### [Text passage]
────

Both can be straightforward to learn - if you learned strumming on a guitar, you may look at the beginner basics of banjo and feel they are difficult, but getting started is getting started on any instrument.
As a rule, musicians tease banjo players more than guitar players. The basic reason is dynamics - a banjo doesn’t have as wide of a dynamic range vs. a guitar. Banjo’s are freaking loud! So they have a rep for not being subtle and for becoming annoying if not played musically. Also, banjo’s have a metallic tone, whereas wooden bodied guitars could sound sharp, but also warm and mellow.
Guitars can be played very softly with fingers or pick and then strummed loudly. And amplification meant that guitars could play at a volume level comparable to banjos, and more. So because of the great flexibility of guitar tonality and dynamics, and now the ability to play at the required volumes, guitar nudged out banjo as the instrument in jazz rhythm section - see Freddie Green for the ultimate master of this.
Hope this helps.
I’ve spent my entire life listening to Chet Atkins, Merle Travis and others because of my father. Atkins’ playing is like watching someone juggle 9 objects - it’s impressive for a minute or so, then boring.

────

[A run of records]
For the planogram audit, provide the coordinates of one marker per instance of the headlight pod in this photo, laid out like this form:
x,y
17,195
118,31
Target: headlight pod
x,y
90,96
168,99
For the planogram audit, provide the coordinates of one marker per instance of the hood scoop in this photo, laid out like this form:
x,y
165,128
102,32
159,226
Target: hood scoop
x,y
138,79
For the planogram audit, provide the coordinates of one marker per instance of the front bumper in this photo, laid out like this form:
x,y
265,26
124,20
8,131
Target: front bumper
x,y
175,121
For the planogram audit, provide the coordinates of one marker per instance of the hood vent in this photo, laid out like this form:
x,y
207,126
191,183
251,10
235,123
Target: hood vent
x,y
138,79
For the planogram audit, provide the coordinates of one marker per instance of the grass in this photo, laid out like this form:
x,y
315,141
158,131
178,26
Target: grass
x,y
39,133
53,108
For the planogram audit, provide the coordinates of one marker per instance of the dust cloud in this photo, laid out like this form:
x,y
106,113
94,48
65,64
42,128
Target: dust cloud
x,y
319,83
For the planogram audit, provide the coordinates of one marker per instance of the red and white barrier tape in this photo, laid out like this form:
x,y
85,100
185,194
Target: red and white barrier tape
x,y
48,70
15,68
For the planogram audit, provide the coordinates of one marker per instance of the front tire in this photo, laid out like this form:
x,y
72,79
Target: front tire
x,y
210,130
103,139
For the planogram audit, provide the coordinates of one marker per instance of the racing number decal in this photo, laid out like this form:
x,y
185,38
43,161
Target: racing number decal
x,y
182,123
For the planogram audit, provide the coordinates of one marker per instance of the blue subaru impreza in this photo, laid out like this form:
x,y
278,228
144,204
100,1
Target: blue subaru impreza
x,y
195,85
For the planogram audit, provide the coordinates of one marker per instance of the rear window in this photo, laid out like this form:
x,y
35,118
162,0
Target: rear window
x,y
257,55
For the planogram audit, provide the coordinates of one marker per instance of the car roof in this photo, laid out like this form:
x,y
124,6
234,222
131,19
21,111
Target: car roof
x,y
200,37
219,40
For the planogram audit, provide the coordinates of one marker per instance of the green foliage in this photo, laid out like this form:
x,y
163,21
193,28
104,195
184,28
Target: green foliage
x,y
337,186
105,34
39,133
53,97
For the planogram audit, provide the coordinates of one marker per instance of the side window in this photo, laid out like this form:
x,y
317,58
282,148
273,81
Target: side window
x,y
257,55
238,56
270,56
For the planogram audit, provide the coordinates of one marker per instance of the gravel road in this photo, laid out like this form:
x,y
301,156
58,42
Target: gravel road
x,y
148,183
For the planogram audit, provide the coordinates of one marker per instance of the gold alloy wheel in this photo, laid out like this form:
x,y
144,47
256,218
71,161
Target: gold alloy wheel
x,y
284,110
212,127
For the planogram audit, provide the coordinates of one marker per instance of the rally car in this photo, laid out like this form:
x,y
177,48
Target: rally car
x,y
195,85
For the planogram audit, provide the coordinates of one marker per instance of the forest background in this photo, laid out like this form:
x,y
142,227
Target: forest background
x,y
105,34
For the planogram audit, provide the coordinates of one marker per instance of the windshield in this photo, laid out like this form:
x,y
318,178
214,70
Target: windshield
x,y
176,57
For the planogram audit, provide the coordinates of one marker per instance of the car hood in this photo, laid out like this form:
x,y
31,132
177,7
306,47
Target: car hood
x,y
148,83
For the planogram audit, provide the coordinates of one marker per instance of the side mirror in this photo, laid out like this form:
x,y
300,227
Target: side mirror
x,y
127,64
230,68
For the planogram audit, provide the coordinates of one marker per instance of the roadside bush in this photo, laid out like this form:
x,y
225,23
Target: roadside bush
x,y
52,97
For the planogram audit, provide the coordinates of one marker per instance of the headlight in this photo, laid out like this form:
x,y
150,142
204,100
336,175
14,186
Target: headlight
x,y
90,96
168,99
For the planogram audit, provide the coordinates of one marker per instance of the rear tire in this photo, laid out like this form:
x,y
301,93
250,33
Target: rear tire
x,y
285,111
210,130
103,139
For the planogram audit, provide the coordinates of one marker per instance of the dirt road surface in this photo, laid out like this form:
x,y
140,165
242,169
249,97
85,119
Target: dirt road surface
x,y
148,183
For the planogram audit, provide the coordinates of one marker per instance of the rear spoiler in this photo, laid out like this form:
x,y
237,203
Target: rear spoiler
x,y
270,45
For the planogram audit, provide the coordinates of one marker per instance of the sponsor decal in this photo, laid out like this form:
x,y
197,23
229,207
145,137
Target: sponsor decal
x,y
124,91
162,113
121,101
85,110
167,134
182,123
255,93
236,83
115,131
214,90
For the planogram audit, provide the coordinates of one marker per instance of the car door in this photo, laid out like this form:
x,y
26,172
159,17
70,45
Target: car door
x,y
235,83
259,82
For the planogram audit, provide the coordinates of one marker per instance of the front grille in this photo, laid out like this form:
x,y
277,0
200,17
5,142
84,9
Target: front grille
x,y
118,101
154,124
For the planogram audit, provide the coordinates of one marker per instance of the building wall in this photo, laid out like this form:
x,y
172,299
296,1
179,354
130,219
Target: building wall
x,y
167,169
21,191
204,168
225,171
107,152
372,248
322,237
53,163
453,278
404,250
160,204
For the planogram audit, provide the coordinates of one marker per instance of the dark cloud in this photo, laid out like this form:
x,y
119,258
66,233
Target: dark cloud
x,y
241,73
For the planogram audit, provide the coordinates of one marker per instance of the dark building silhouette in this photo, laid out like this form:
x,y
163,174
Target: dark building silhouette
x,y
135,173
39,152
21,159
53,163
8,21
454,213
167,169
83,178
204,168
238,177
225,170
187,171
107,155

────

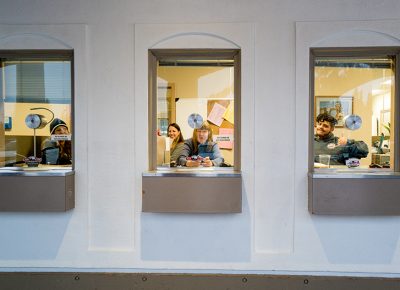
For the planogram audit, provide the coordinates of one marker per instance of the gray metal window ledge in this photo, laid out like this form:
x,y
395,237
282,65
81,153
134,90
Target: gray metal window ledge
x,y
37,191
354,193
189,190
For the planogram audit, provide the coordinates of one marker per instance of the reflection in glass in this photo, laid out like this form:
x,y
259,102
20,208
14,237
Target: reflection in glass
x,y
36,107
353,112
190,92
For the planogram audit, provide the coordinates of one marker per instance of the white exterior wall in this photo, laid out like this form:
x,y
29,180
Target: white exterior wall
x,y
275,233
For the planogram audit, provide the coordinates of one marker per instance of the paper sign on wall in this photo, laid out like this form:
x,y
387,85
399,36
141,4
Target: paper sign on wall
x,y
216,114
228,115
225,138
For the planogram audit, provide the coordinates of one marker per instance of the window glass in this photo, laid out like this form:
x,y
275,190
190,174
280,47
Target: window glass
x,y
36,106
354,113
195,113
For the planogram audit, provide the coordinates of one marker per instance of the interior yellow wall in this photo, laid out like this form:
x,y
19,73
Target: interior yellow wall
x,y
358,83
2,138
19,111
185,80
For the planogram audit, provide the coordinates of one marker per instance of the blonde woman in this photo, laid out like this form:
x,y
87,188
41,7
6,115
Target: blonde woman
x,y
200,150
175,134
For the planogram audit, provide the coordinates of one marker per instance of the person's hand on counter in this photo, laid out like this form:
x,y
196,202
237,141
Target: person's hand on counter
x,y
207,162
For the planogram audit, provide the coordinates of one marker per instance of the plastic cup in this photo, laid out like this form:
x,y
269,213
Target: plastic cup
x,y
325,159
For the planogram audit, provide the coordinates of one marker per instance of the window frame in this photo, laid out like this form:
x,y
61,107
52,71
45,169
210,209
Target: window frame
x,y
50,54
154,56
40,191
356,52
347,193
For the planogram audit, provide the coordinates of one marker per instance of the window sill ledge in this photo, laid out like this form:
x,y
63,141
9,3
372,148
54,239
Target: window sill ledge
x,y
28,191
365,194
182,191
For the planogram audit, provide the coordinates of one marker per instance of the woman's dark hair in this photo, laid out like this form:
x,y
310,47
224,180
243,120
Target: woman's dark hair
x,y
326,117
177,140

────

### [Stated problem]
In the banjo and guitar text, who is named as the ultimate master of guitar in the jazz rhythm section? These records have nothing to do with the text.

### [Exercise result]
Freddie Green